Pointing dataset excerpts
————————

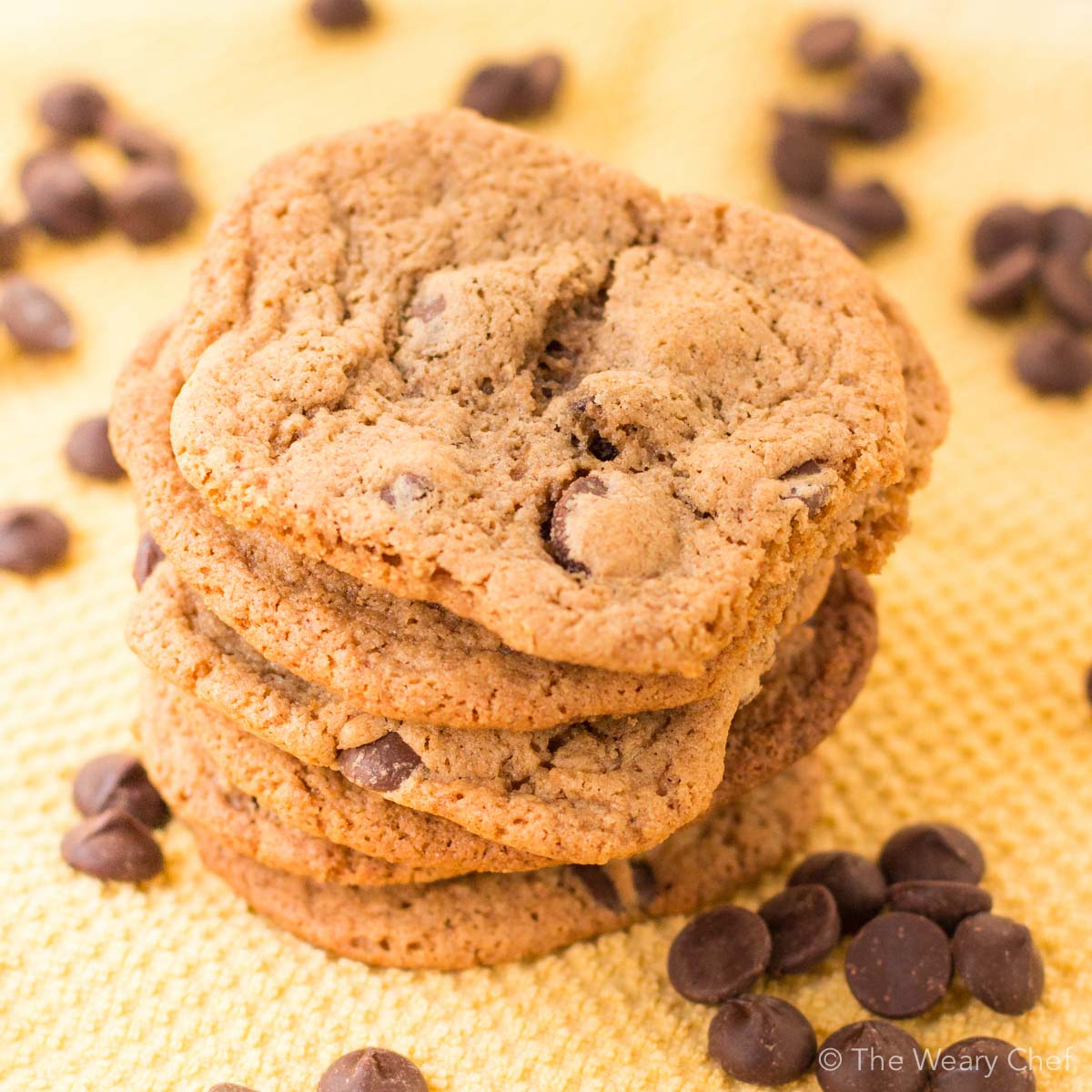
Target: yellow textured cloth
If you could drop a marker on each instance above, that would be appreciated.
(975, 710)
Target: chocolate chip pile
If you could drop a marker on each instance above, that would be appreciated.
(1025, 255)
(915, 917)
(877, 107)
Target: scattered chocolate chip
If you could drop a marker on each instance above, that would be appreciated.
(339, 15)
(35, 320)
(829, 43)
(932, 851)
(72, 108)
(151, 203)
(1067, 229)
(147, 557)
(118, 781)
(982, 1064)
(998, 962)
(63, 200)
(1052, 359)
(719, 955)
(382, 764)
(762, 1040)
(804, 927)
(1068, 288)
(88, 450)
(1005, 228)
(899, 965)
(945, 902)
(511, 92)
(599, 885)
(855, 883)
(1003, 288)
(801, 159)
(372, 1070)
(32, 540)
(872, 1057)
(871, 207)
(113, 845)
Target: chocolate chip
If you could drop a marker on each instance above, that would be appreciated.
(599, 885)
(372, 1070)
(1005, 228)
(804, 927)
(32, 540)
(72, 108)
(511, 92)
(982, 1064)
(872, 1057)
(719, 955)
(855, 883)
(1067, 229)
(762, 1040)
(151, 203)
(1068, 288)
(113, 845)
(945, 902)
(801, 159)
(871, 207)
(339, 15)
(899, 965)
(1054, 360)
(998, 962)
(382, 764)
(88, 450)
(118, 781)
(932, 851)
(147, 557)
(35, 320)
(829, 43)
(63, 200)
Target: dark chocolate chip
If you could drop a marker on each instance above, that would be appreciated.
(804, 927)
(35, 320)
(871, 207)
(719, 955)
(855, 883)
(372, 1070)
(61, 199)
(339, 15)
(118, 781)
(113, 845)
(151, 203)
(1067, 229)
(147, 557)
(1068, 288)
(998, 962)
(801, 159)
(88, 451)
(32, 540)
(932, 851)
(872, 1057)
(829, 43)
(72, 108)
(982, 1064)
(1005, 228)
(382, 764)
(899, 965)
(945, 902)
(599, 885)
(1052, 359)
(762, 1040)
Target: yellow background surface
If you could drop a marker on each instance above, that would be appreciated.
(975, 710)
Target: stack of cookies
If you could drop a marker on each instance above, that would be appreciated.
(505, 527)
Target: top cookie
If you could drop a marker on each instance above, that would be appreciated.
(464, 366)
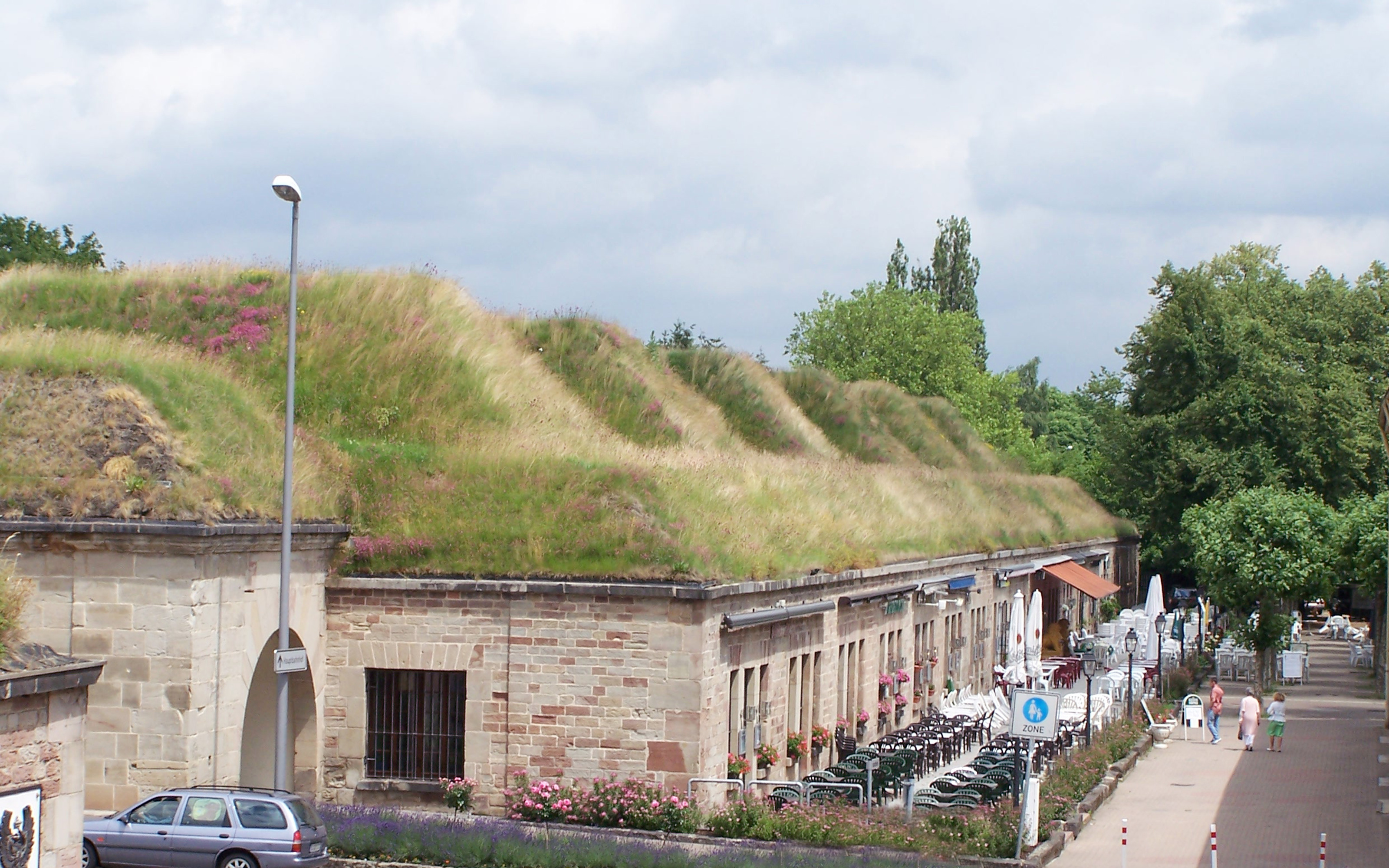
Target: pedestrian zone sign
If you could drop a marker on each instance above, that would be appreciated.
(1034, 714)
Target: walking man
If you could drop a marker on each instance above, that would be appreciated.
(1217, 705)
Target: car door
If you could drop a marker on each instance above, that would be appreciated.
(144, 838)
(202, 832)
(263, 827)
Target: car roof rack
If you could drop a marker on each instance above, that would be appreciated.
(233, 788)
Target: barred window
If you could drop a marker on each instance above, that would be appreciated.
(415, 724)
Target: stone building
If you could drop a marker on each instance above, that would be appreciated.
(413, 680)
(43, 700)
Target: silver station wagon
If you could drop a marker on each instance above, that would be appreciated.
(210, 828)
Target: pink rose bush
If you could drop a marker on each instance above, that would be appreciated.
(627, 805)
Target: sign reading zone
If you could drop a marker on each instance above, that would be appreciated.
(1034, 714)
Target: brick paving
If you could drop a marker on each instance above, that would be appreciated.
(1269, 807)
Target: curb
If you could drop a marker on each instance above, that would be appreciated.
(1066, 831)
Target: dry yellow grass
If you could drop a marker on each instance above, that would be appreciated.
(451, 445)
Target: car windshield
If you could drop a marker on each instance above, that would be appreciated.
(158, 812)
(305, 813)
(256, 814)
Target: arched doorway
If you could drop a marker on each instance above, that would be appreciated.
(259, 727)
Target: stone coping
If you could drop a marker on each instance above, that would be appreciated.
(161, 528)
(30, 682)
(695, 591)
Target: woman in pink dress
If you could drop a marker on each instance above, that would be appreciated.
(1249, 713)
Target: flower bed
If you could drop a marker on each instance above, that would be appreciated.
(981, 832)
(622, 805)
(1073, 778)
(392, 837)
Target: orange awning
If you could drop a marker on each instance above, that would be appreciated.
(1081, 580)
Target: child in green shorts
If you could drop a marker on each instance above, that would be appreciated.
(1277, 717)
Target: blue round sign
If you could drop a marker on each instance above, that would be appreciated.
(1035, 710)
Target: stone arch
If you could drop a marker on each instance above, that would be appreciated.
(259, 727)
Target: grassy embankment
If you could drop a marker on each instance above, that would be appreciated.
(459, 441)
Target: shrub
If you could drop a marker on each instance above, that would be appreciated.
(458, 792)
(627, 805)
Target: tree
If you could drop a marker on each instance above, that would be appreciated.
(887, 334)
(1362, 541)
(898, 267)
(955, 271)
(1263, 550)
(1240, 378)
(953, 274)
(24, 242)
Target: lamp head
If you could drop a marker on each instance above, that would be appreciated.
(285, 188)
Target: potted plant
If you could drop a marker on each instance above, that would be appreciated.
(767, 756)
(738, 766)
(458, 793)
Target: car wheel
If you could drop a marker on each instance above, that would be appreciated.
(238, 860)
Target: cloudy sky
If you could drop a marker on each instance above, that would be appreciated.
(720, 163)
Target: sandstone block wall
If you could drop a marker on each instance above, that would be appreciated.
(42, 743)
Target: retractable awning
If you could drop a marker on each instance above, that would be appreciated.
(1081, 580)
(778, 613)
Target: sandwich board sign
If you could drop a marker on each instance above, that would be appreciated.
(1034, 714)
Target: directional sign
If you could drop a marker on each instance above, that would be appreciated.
(291, 660)
(1034, 714)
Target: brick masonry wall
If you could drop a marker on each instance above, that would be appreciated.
(42, 743)
(559, 685)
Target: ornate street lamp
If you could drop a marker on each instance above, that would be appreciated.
(1162, 624)
(1089, 666)
(1131, 645)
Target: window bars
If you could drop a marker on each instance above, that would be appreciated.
(415, 724)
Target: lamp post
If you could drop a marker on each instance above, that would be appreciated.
(1089, 666)
(1162, 624)
(286, 189)
(1131, 645)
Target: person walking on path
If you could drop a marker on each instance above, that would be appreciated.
(1277, 717)
(1249, 712)
(1217, 706)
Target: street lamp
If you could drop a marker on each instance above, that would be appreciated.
(1089, 666)
(1131, 645)
(286, 189)
(1162, 624)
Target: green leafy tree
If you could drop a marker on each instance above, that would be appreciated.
(1263, 550)
(887, 334)
(26, 242)
(1240, 378)
(1362, 548)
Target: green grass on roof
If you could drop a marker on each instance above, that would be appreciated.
(453, 444)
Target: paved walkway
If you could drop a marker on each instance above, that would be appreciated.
(1269, 807)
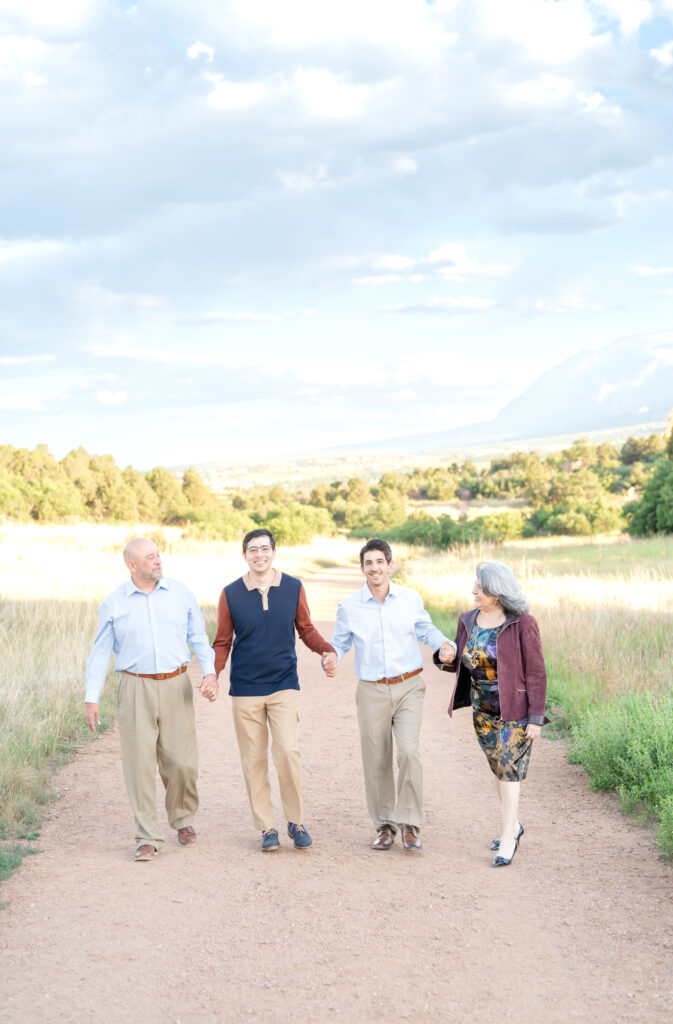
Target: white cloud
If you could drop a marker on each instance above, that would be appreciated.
(236, 317)
(439, 304)
(650, 271)
(546, 90)
(571, 303)
(630, 13)
(411, 26)
(395, 262)
(328, 95)
(379, 279)
(234, 95)
(552, 32)
(591, 100)
(24, 49)
(664, 54)
(197, 49)
(66, 15)
(11, 360)
(19, 402)
(453, 262)
(314, 177)
(24, 250)
(465, 302)
(112, 397)
(405, 165)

————————

Copy out all of the items above word for word, omitting the pictures.

Target: yellow textured cloth
If you could drop a marker on each instance above, that would be appreciated.
(975, 710)
Target: chocolate chip pile
If you could drop a marker on each instance above, that would be appreciated.
(1025, 255)
(915, 917)
(877, 107)
Target: scattered chocolate chip
If you could drop a marker on each instance above, that would be appreciated.
(339, 15)
(35, 320)
(829, 43)
(932, 851)
(72, 108)
(151, 203)
(1067, 229)
(147, 557)
(118, 781)
(982, 1064)
(998, 962)
(63, 200)
(1052, 359)
(719, 955)
(382, 764)
(762, 1040)
(804, 927)
(1068, 288)
(88, 450)
(1005, 228)
(899, 965)
(945, 902)
(511, 92)
(599, 885)
(855, 883)
(1003, 288)
(801, 159)
(372, 1070)
(32, 540)
(872, 1057)
(871, 207)
(113, 845)
Target: chocolate chip
If you could drop a marker on each instance above, that would be appreciated.
(599, 885)
(372, 1070)
(1005, 228)
(804, 927)
(32, 540)
(72, 108)
(511, 92)
(982, 1064)
(872, 1057)
(719, 955)
(855, 883)
(1067, 229)
(762, 1040)
(151, 203)
(1068, 288)
(113, 845)
(945, 902)
(801, 159)
(871, 207)
(339, 15)
(899, 965)
(1054, 360)
(998, 962)
(382, 764)
(88, 450)
(118, 781)
(932, 851)
(147, 557)
(35, 320)
(829, 43)
(63, 200)
Target: dark chocolate chip
If you could drop a marker on each instance above, that would be appreciated.
(804, 927)
(35, 320)
(871, 207)
(719, 955)
(855, 883)
(372, 1070)
(61, 199)
(339, 15)
(118, 781)
(113, 845)
(151, 203)
(1067, 229)
(147, 557)
(1068, 288)
(998, 962)
(801, 159)
(88, 451)
(32, 540)
(932, 851)
(872, 1057)
(829, 43)
(72, 108)
(982, 1064)
(1005, 228)
(382, 764)
(899, 965)
(945, 902)
(599, 885)
(1052, 359)
(762, 1040)
Target: yellow background surface
If you could drop a marker on each instance above, that would be appreciated.
(975, 710)
Target: stack of cookies
If you could drop a marker on each instance above, that would be appreciated.
(505, 527)
Target: top cookie
If you could drop a marker on each instance above, that would be appreciated.
(464, 366)
Target: pedestrian zone sign
If you could drop a marker on each instance above, that would be appreciated.
(1034, 714)
Target: walking man
If you could drop a marker on each instance above, that would be appreciated.
(1217, 705)
Target: car door
If you could drop a marker on each instance above, that would be appreciated.
(144, 838)
(202, 832)
(263, 827)
Target: car roof rack
If you could drop a marker on each instance above, that would be appreciated.
(233, 788)
Target: barred window
If you could drop a marker on each instance above, that would be appreciated.
(415, 724)
Target: stone building
If you could drop a marker on each instance above, that would be appreciated.
(413, 680)
(43, 700)
Target: silver station wagon
If you could drop a marker on each instance above, that would be appreciated.
(210, 828)
Target: pink rose bush
If you could drop a marker on each instance above, that would be appreciated.
(627, 805)
Target: sign reading zone
If you could drop a marker on each instance above, that would be appreciated.
(1034, 714)
Target: brick paving
If you could drop a marker on each instance above, that would be appreciated.
(1269, 807)
Target: curb
If you could drop a marker on each instance above, that would be appreciated.
(1066, 831)
Target: dry yellow grass
If you could drop a marker on each instance above, that would be appreciated.
(451, 445)
Target: car windshield
If you could drop a marker on each instance above, that would be appreciated.
(158, 812)
(305, 813)
(256, 814)
Target: arched doorway
If you could drop a marker on each instance above, that would be appreciated.
(259, 727)
Target: stone coping
If you could drop a marker on each instance above, that would be appreciated.
(161, 528)
(30, 682)
(695, 591)
Target: woman in pink dress
If you could drop a marker on each instance above, that would be appreciated.
(1249, 713)
Target: flower bed
If you could drop a marker on each instance above, that would be appreciated.
(981, 832)
(622, 805)
(1073, 778)
(392, 837)
Target: orange awning
If you could drop a marker on each instance above, that would be appreciated.
(1081, 580)
Target: child in green shorts
If you could drop a marker on each instance above, that would be appreciated.
(1277, 717)
Target: blue round sign
If you could drop a marker on each instance above, that would be appreciated.
(1035, 710)
Target: stone arch
If you could drop a marker on each instance above, that would be appreciated.
(259, 727)
Target: grassy embankment
If you could drop a marker on each instance above, that would be appreciated.
(459, 441)
Target: shrub
If you could drop a marker on each instance above, that would be appreciated.
(458, 792)
(627, 805)
Target: tree
If you could drop a marker on each instance above, that would be appreciated.
(887, 334)
(1362, 541)
(898, 267)
(955, 271)
(1263, 550)
(1240, 378)
(953, 274)
(24, 242)
Target: lamp head
If you could drop a marker on each instance above, that would be appreciated.
(285, 188)
Target: potted plant
If you could drop a marker on each instance above, that would be appreciated.
(767, 756)
(738, 766)
(458, 793)
Target: car wheel
If you could drop a marker on each instance above, that would be appreciated.
(238, 860)
Target: cloudy sky
If you could drop a marker on each instance above, that would be appreciated.
(720, 163)
Target: sandstone block wall
If you could drop a marker on each instance above, that would be appreciated.
(42, 743)
Target: retractable awning
If you could drop a marker on each instance above, that would be appreciated.
(1081, 580)
(778, 613)
Target: sandwich board sign
If you could drop a marker on each instance above, that would be appreciated.
(1034, 714)
Target: directional sign
If you could drop a marker on each instance above, that would be appreciated.
(291, 660)
(1034, 714)
Target: brick masonry wall
If you could drop a marker on each instance above, that would be appreciated.
(42, 743)
(559, 685)
Target: ornate street lamp
If you could drop a marker on each instance above, that would be appreciated.
(1162, 624)
(1089, 666)
(1131, 645)
Target: window bars
If you could drop a marker on each instance above, that would be appreciated.
(415, 724)
Target: lamp post
If you could drop a marker on each instance above, that would be appreciated.
(1089, 666)
(1162, 624)
(286, 189)
(1131, 645)
Target: person walking on path
If you could drop a marker on each instance above, that would be appreciated.
(1277, 717)
(1249, 712)
(1217, 706)
Target: street lamp
If you could drop a marker on each instance above, that would be appreciated.
(1089, 666)
(1131, 645)
(286, 189)
(1162, 624)
Target: green leafy tree
If you could drop a marker on each instance above, that would be appreciated.
(1263, 550)
(887, 334)
(26, 242)
(1240, 378)
(1362, 548)
Target: green grass on roof
If you could drop a marker on each instance above, that would be appreciated.
(453, 444)
Target: paved walkway
If you could drop a marker on each instance above, that would be appreciated.
(1269, 807)
Target: white cloud
If you could drop a marker on each instance above, that would be appreciated.
(236, 317)
(439, 304)
(650, 271)
(546, 90)
(571, 303)
(630, 13)
(411, 26)
(395, 262)
(328, 95)
(379, 279)
(234, 95)
(552, 32)
(591, 100)
(24, 49)
(664, 54)
(197, 49)
(66, 15)
(11, 360)
(19, 402)
(453, 262)
(314, 177)
(24, 250)
(465, 302)
(112, 397)
(405, 165)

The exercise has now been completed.